Return every line of the records that contains the string "target".

——————————

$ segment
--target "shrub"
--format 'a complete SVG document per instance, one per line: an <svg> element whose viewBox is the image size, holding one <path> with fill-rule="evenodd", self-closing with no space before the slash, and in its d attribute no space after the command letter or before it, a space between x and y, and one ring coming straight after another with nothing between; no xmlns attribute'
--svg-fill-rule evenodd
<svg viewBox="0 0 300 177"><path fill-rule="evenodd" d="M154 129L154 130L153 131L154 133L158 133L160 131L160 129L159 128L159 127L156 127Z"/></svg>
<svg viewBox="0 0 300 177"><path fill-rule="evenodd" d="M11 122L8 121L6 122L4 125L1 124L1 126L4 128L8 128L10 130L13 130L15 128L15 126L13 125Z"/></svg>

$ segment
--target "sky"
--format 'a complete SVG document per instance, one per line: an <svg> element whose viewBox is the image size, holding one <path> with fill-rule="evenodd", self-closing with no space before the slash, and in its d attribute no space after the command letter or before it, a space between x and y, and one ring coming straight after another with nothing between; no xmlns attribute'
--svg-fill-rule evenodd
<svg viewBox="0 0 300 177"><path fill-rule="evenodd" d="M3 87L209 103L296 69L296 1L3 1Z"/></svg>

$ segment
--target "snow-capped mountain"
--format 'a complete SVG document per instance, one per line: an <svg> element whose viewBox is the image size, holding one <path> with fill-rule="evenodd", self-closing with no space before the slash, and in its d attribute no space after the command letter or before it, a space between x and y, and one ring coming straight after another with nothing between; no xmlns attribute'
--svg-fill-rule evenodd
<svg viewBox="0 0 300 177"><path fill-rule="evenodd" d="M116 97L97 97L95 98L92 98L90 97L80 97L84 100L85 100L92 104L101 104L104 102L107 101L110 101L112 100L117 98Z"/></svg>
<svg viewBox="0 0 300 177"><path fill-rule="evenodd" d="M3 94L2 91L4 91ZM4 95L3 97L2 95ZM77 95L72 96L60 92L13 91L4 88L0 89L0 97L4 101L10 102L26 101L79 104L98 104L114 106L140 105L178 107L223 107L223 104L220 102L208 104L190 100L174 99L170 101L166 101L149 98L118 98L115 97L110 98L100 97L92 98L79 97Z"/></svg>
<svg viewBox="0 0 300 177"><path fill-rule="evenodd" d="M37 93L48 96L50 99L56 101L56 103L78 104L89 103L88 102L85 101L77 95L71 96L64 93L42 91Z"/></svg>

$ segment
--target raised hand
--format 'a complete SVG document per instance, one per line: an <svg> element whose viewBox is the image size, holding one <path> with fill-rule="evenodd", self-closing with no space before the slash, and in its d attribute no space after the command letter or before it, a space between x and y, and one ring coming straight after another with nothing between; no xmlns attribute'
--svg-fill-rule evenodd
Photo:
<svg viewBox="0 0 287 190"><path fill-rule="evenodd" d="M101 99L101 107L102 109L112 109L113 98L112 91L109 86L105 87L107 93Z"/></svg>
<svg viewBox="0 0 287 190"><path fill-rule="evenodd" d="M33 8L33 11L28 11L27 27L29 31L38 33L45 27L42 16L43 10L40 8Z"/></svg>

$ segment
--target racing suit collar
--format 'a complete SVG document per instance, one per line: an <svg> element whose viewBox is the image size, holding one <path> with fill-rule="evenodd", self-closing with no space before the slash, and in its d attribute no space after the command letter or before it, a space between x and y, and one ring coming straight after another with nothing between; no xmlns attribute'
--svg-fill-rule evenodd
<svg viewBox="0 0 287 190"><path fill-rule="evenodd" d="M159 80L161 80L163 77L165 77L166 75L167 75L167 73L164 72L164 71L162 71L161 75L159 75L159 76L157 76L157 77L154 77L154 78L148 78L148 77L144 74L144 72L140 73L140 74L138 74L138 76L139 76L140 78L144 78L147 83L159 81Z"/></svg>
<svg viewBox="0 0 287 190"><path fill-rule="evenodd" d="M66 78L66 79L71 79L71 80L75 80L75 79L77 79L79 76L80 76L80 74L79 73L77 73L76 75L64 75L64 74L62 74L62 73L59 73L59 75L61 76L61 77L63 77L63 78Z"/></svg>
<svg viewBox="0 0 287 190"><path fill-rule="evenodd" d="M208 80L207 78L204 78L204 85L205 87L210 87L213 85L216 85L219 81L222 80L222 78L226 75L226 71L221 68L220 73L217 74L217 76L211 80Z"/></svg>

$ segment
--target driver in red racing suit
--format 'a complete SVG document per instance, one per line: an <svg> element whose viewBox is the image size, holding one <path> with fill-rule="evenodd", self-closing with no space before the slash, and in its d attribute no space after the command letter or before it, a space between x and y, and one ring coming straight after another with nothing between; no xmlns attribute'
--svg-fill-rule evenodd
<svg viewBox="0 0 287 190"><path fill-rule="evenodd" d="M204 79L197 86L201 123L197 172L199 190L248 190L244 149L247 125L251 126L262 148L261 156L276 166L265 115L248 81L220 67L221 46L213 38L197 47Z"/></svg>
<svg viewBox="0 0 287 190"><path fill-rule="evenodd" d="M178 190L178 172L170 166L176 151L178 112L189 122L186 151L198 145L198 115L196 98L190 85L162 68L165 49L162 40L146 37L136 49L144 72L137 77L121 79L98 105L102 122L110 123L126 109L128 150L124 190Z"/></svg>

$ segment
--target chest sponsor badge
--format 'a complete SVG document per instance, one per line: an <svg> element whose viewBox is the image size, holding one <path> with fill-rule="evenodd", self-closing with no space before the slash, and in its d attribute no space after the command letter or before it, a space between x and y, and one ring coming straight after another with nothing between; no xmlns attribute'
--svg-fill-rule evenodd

——————————

__The response__
--target "shrub"
--target "sky"
--target "snow-capped mountain"
--target raised hand
--target racing suit collar
--target driver in red racing suit
--target chest sponsor badge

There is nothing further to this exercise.